= YOUR OBJECTIVE =
Drop the pictures and restate the rest of the listing word for word.

= RECORDS PROVIDED =
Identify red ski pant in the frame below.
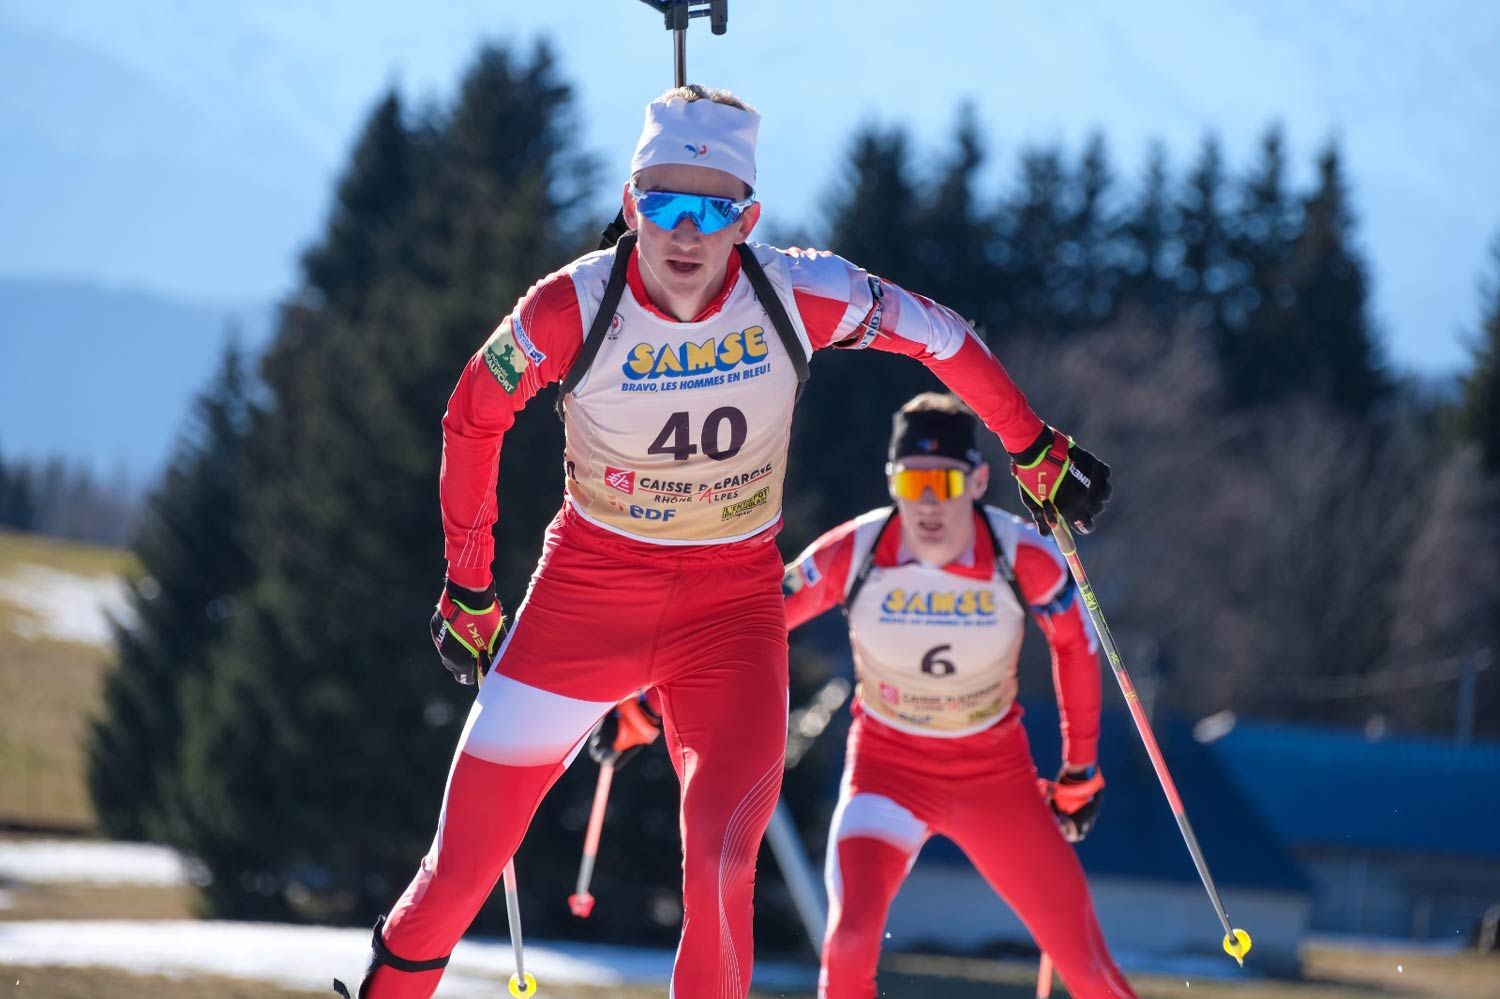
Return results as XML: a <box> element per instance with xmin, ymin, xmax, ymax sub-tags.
<box><xmin>368</xmin><ymin>509</ymin><xmax>789</xmax><ymax>999</ymax></box>
<box><xmin>820</xmin><ymin>709</ymin><xmax>1135</xmax><ymax>999</ymax></box>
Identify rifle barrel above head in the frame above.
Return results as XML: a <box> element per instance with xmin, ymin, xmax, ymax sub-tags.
<box><xmin>636</xmin><ymin>0</ymin><xmax>728</xmax><ymax>34</ymax></box>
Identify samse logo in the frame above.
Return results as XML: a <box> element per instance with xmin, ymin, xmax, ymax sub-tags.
<box><xmin>622</xmin><ymin>327</ymin><xmax>769</xmax><ymax>379</ymax></box>
<box><xmin>880</xmin><ymin>589</ymin><xmax>998</xmax><ymax>617</ymax></box>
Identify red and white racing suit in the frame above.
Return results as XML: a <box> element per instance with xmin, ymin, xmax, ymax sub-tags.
<box><xmin>368</xmin><ymin>241</ymin><xmax>1051</xmax><ymax>999</ymax></box>
<box><xmin>784</xmin><ymin>506</ymin><xmax>1136</xmax><ymax>999</ymax></box>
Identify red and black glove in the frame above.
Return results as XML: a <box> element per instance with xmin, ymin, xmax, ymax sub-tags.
<box><xmin>1047</xmin><ymin>765</ymin><xmax>1106</xmax><ymax>843</ymax></box>
<box><xmin>429</xmin><ymin>578</ymin><xmax>505</xmax><ymax>686</ymax></box>
<box><xmin>587</xmin><ymin>694</ymin><xmax>663</xmax><ymax>769</ymax></box>
<box><xmin>1009</xmin><ymin>426</ymin><xmax>1111</xmax><ymax>536</ymax></box>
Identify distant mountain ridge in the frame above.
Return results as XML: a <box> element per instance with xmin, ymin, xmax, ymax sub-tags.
<box><xmin>0</xmin><ymin>277</ymin><xmax>273</xmax><ymax>480</ymax></box>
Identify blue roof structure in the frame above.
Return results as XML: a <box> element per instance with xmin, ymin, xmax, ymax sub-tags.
<box><xmin>916</xmin><ymin>702</ymin><xmax>1311</xmax><ymax>894</ymax></box>
<box><xmin>1202</xmin><ymin>719</ymin><xmax>1500</xmax><ymax>859</ymax></box>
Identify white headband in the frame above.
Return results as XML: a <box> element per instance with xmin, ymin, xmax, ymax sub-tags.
<box><xmin>630</xmin><ymin>96</ymin><xmax>760</xmax><ymax>191</ymax></box>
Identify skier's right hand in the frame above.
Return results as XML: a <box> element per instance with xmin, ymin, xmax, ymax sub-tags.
<box><xmin>1009</xmin><ymin>425</ymin><xmax>1111</xmax><ymax>536</ymax></box>
<box><xmin>429</xmin><ymin>577</ymin><xmax>505</xmax><ymax>686</ymax></box>
<box><xmin>588</xmin><ymin>694</ymin><xmax>663</xmax><ymax>769</ymax></box>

= ANSWER FOR THE TASK =
Identify red ski pant in the frame below.
Return results as XML: a <box> element per instance with xmin, ymin, xmax, ymax sub-tags.
<box><xmin>368</xmin><ymin>509</ymin><xmax>789</xmax><ymax>999</ymax></box>
<box><xmin>820</xmin><ymin>709</ymin><xmax>1135</xmax><ymax>999</ymax></box>
Identify rifle barrel above head in the frame above.
Return results as XML: a <box> element per instance with xmin, ymin, xmax, ymax sub-tags.
<box><xmin>636</xmin><ymin>0</ymin><xmax>728</xmax><ymax>34</ymax></box>
Identify samse logo in the frame above.
Return results as XML: a <box> element per instance with xmin, ymin, xmax, ymax sub-tags.
<box><xmin>622</xmin><ymin>327</ymin><xmax>769</xmax><ymax>379</ymax></box>
<box><xmin>880</xmin><ymin>589</ymin><xmax>998</xmax><ymax>617</ymax></box>
Identify red and white racing suit in the frame above.
Return results as XML: a <box> element per instance with xmin, ymin, xmax, ymax sub-tags.
<box><xmin>368</xmin><ymin>241</ymin><xmax>1051</xmax><ymax>999</ymax></box>
<box><xmin>784</xmin><ymin>506</ymin><xmax>1136</xmax><ymax>999</ymax></box>
Identify red and black glove in the frame above.
Return results as XML: a <box> element per instance with xmin, ymin, xmax, ymax sub-tags.
<box><xmin>1047</xmin><ymin>765</ymin><xmax>1106</xmax><ymax>843</ymax></box>
<box><xmin>429</xmin><ymin>578</ymin><xmax>505</xmax><ymax>686</ymax></box>
<box><xmin>587</xmin><ymin>694</ymin><xmax>663</xmax><ymax>769</ymax></box>
<box><xmin>1009</xmin><ymin>426</ymin><xmax>1111</xmax><ymax>536</ymax></box>
Identify distant mountain ridge in the frame above.
Return results as XML: a <box> element per instance with xmin, ymin, xmax, ymax sub-tags.
<box><xmin>0</xmin><ymin>277</ymin><xmax>273</xmax><ymax>480</ymax></box>
Identify blue roof structure in the frame above.
Return results as XML: a <box> element per instance with xmin, ymin, xmax, ymax sub-tags.
<box><xmin>916</xmin><ymin>702</ymin><xmax>1311</xmax><ymax>894</ymax></box>
<box><xmin>1202</xmin><ymin>719</ymin><xmax>1500</xmax><ymax>859</ymax></box>
Identify white headband in the frame above.
Return results as XML: a <box> element per instance with xmin, ymin, xmax, ymax sub-tags.
<box><xmin>630</xmin><ymin>96</ymin><xmax>760</xmax><ymax>191</ymax></box>
Identify skier's right hand in the frame above.
Return results as XML: a <box> element per instance with xmin, ymin, xmax, ymax sub-tags.
<box><xmin>1009</xmin><ymin>425</ymin><xmax>1111</xmax><ymax>536</ymax></box>
<box><xmin>429</xmin><ymin>577</ymin><xmax>505</xmax><ymax>686</ymax></box>
<box><xmin>588</xmin><ymin>694</ymin><xmax>663</xmax><ymax>769</ymax></box>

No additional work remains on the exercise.